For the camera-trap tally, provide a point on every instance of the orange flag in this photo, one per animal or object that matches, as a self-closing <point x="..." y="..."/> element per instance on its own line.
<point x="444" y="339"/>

------------------------------------

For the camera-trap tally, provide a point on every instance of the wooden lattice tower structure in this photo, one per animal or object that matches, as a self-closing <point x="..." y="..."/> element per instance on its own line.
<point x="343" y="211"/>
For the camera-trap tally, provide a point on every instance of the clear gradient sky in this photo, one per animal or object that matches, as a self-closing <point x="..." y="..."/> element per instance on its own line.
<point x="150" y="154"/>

------------------------------------

From the material above, extract each line that contains the string "clear".

• _Solution to this task_
For the camera-trap tally, provide a point on every instance of the clear gradient sky in this photo, one per animal or object that matches, as a self-closing <point x="..." y="..."/> element per instance on its own line.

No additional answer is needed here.